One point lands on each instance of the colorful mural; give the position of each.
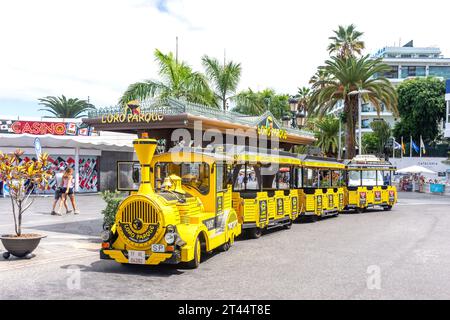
(41, 128)
(88, 171)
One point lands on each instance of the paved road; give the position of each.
(402, 254)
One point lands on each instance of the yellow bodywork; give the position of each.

- WORK TO BE COMPLETED: Put each line of the records above into a JSON list of strings, one string per line, skipping blank lines and leaving out the pictures.

- WORKED SOLUTION:
[
  "One point lands on each instance of the colorful mural; give the position of each.",
  "(41, 128)",
  "(88, 171)",
  "One point lands on each instance of the paved road; give the position of each.",
  "(402, 254)",
  "One point lands on each instance of the yellow bodywork; give the position of each."
]